=== Entries supplied ===
---
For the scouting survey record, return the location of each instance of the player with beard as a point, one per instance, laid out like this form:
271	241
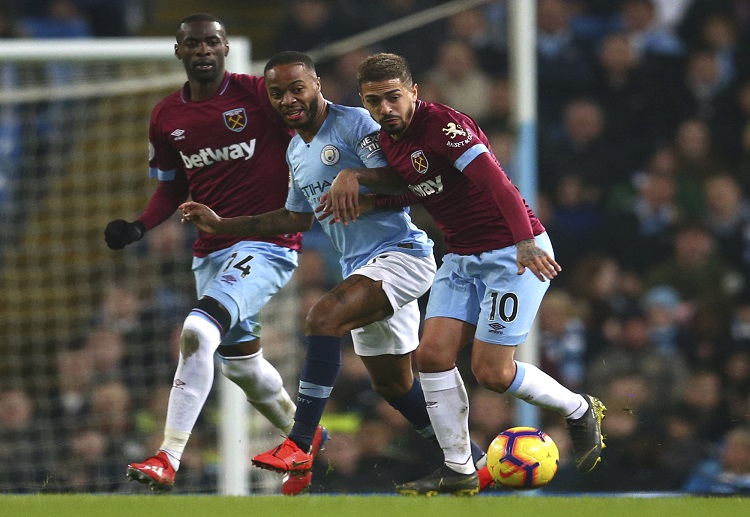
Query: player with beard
217	140
498	265
386	262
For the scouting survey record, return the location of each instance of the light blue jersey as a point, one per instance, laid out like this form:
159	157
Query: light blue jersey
347	139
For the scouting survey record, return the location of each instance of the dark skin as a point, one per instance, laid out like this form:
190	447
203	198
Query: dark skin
357	301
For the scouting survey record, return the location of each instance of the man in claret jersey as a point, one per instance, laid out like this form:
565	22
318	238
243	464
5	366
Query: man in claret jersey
218	141
386	262
498	265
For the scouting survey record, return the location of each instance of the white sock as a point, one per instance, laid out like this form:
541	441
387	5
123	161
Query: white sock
448	407
263	387
192	383
536	387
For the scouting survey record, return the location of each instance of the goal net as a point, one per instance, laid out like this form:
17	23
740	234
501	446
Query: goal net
88	336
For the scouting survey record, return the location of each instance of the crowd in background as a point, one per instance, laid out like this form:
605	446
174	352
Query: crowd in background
644	175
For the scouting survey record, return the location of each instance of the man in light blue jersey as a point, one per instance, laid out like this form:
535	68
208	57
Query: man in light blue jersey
387	264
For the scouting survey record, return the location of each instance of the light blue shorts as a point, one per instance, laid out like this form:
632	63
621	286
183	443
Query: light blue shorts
243	278
484	290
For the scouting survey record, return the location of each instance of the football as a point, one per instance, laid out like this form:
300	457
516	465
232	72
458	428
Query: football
523	458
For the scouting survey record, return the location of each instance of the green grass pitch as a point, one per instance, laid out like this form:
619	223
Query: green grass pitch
367	506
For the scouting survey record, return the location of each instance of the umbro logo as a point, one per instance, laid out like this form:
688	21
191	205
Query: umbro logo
229	279
496	328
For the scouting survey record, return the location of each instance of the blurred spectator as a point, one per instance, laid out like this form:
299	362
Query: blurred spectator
575	219
704	92
625	90
719	35
113	18
90	464
310	23
344	75
107	349
604	289
473	27
682	449
728	472
456	72
648	37
666	321
735	373
55	19
70	399
416	45
583	150
632	352
647	223
563	68
498	114
695	269
728	219
563	340
9	26
702	395
25	444
731	135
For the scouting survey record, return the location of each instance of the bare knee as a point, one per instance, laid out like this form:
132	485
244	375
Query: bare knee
495	377
320	323
392	387
189	342
431	357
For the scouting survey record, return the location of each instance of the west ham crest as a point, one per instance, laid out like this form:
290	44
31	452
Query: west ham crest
419	161
235	119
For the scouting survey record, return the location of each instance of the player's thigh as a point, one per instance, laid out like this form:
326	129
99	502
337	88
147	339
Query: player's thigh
442	340
391	375
493	365
243	278
355	301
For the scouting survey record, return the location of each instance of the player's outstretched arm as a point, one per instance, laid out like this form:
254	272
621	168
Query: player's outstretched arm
120	233
529	255
342	199
324	210
271	223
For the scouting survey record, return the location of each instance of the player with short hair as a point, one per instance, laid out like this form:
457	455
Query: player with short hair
493	276
218	141
386	261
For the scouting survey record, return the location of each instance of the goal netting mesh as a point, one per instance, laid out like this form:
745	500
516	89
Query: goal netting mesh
88	336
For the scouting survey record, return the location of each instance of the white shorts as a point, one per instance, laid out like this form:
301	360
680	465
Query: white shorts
405	278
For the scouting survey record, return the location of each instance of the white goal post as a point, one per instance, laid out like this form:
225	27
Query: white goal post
16	325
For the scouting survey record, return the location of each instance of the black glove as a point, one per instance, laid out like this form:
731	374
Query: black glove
120	233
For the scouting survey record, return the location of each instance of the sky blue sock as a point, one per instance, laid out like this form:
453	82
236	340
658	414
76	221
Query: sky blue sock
319	373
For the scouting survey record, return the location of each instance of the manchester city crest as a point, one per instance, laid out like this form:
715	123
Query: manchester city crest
330	155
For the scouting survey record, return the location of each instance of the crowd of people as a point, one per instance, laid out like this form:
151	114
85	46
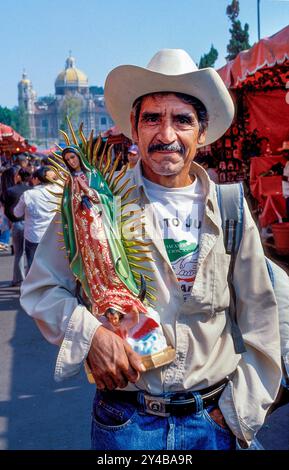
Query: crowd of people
26	209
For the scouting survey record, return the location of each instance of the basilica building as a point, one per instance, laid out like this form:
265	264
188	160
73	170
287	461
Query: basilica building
73	97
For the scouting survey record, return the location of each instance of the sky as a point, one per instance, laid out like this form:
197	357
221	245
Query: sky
37	35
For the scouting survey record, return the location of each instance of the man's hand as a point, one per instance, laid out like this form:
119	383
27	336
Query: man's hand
112	361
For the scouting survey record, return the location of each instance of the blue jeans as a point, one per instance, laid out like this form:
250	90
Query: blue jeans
119	425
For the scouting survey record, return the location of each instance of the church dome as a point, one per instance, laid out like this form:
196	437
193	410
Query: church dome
71	78
24	80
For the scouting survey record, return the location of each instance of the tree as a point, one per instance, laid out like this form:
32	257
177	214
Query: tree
239	36
208	60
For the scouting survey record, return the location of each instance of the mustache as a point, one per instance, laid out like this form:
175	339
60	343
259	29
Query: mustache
175	147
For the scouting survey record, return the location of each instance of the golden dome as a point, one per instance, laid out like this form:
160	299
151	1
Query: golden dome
71	77
24	80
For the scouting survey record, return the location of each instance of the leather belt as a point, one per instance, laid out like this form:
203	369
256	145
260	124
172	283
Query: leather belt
178	403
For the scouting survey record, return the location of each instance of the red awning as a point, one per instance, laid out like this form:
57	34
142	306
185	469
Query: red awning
268	52
11	142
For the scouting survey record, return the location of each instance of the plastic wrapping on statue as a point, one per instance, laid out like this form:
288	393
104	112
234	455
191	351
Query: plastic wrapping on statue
144	334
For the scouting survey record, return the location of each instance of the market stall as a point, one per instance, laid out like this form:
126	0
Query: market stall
259	82
12	143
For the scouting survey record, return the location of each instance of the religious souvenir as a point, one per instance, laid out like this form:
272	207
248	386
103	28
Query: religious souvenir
108	267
---
Leave out the pictures and return every record word for word.

For the scouting survey record, return the location of each instance of the player with beard as a point, one per instance, laid out like this form:
271	241
Query: player with beard
217	140
498	265
386	262
For the scouting survey record, return the location of each instance of the light blue jersey as a point, one per instance, laid out like this form:
159	157
Query: light blue jersey
347	139
For the scouting survey record, return the location of each instance of the dark skin as a point, one per instance, laid out like this form:
190	447
203	198
Query: dark skin
357	301
For the scouting survey record, return the location of each instance of the man in claret jersey as a point, one per instance, laid out like this form:
565	22
318	238
243	464
5	366
Query: man in claret jersey
218	141
386	262
498	265
For the scouting survey record, return the location of each instance of the white sock as a point, one per instance, laid out like this form:
541	441
387	5
123	161
Query: white sock
448	407
263	387
192	383
536	387
For the scouting survey record, return the location of each instance of the goal net as a point, one per instance, laid out like this form:
17	23
740	234
501	446
Query: goal net
88	336
For the scouting survey record, return the location of each instance of the crowd in background as a point, one per instance, laid out like this form:
605	446
174	352
Query: crowd in background
644	175
For the scouting survey record, return the location of each instance of the man in light blue jersey as a point, one per instance, laid out like this form:
535	68
208	57
Query: man in light blue jersey
387	264
For the scouting survey record, return the location of each instance of the light blue shorts as a point, one per instance, laid out like this form:
632	63
621	286
183	443
Query: light blue shorts
243	278
484	290
For the scouting survey record, return the location of each instance of the football as a point, one per instance, laid out like this form:
300	457
516	465
232	72
458	428
Query: football
523	458
For the scouting survey record, return the location of each instance of the green grass pitch as a point, one per instance, laid out like this form:
619	223
Query: green grass pitch
367	506
For the scouting survey record, return the location of each instance of the umbro logo as a point, one per instance, laid out like this form:
688	21
191	205
Query: umbro logo
229	279
496	328
For the scouting survey record, return the location of each instance of the blurred spectator as a point, one per instance, laid out like this form:
299	362
Query: blurred spectator
575	219
704	92
625	90
719	35
113	18
90	464
310	23
344	75
107	349
604	289
473	27
682	449
728	472
456	72
648	37
666	321
735	373
55	19
70	399
416	45
583	150
632	352
647	223
563	68
498	114
695	269
728	219
563	340
9	26
702	395
25	444
731	135
For the scouting survey record, return the location of each instance of the bare knee as a point, one per instance, laid out like this form:
132	485
244	375
Query: bare knee
495	377
320	323
392	387
189	342
431	357
For the scouting survey record, return the location of each instance of the west ham crest as a point, one per instance, laid out like this form:
290	44
31	452
Query: west ham crest
419	161
235	119
For the scouting survey record, return the location of each instance of the player's thigh as a point, one per instance, laid out like this form:
326	129
99	502
337	88
147	339
Query: player's thigh
442	340
391	375
493	365
243	278
355	301
For the scouting survey record, return the location of each instance of the player's outstretched arm as a point, one per instance, laid out like this form:
254	272
621	168
Query: player's outstretched arm
120	233
529	255
342	199
324	210
271	223
For the scouting survey record, return the location of each instance of the player with short hair as a point, one per instance, laid out like this form:
457	455
Query: player with short hair
493	276
218	141
386	261
For the scouting survey record, return the location of each instance of the goal netting mesh as a point, one per instance, laid out like this form:
745	500
516	89
Query: goal netting mesh
88	336
For the scouting survey record, return the location of each instance of the white shorts as a point, one per instance, laid out like this form:
301	360
680	465
Query: white shorts
405	278
For the scouting survey record, return the location of each instance of the white goal post as a point, one per instance, laid out like this form:
225	27
Query: white goal post
16	325
For the scouting survey record, return the location of each instance of the black glove as a point, one per instance, laid out like this form:
731	374
Query: black glove
120	233
For the scouting survey record, return the location of each instance of the sky blue sock as a point, one per instance, laid out like this form:
453	82
236	340
658	414
76	221
Query: sky blue sock
319	373
For the scouting survey record, return the location of each instance of the manchester city crest as a point, one per instance, laid out like this form:
715	123
Query: manchester city crest
330	155
For the scouting survey record, return the location of each instance of the crowd of people as a point, one per instance, laid out like this form:
151	114
85	46
Query: crowd of people
26	209
For the scouting survey record, return the location of each instance of the basilica building as a point, one per instance, laid out like this form:
265	264
188	160
73	170
287	461
Query: basilica building
73	97
For the scouting survey record, return the location of each instance of the sky as a point, one per instance, laid out like this form:
197	357
221	245
Query: sky
37	35
For the scouting survey record, return the location of each instance of the man's hand as a point, one per instance, laid out like this form:
119	383
27	336
Query: man's hand
112	361
For the scouting survey record, return the location of each instance of the blue jeans as a point, one per instance, laid out like this form:
250	90
Query: blue jeans
119	425
For the scouting survey record, return the location of each instance of the church dome as a point, one per instance, laid out like this form:
196	437
193	410
Query: church dome
71	78
24	80
For the scouting survey record, return the location of each instance of the tree as a point, one per instance, laid out like this form:
32	257
177	214
Query: tree
239	36
208	60
For the scouting survey record, return the location of each instance of the mustache as a point, one per instance, laid out like this form:
175	339
60	343
259	29
Query: mustache
175	147
For the scouting survey record, return the location of each instance of the golden dome as a point, one per instance, laid out like this form:
160	299
151	1
Query: golden dome
71	77
24	80
For the scouting survey record, return the location of each instance of the leather belt as a point, one per instance, laid out like this form:
203	369
256	145
260	124
172	283
Query: leather belt
178	403
For the scouting survey record, return the location of each instance of the red awning as a point, one per instance, laid out like this form:
57	34
142	306
185	469
Query: red awning
268	52
11	142
For the scouting survey record, return the location of each instance of the plastic wrapping on statue as a point, one per instance, laid out like this form:
288	393
104	112
234	455
191	351
Query: plastic wrapping on statue
144	334
For the scouting survey record, return the location of each instance of the market stall as a point, one per instance, laid out like this form:
126	0
Query: market stall
259	82
12	143
For the scouting survey record, return the location of each instance of the religious souvenir as a point, one per instance, laid out like this form:
272	207
248	386
103	28
Query: religious souvenir
108	267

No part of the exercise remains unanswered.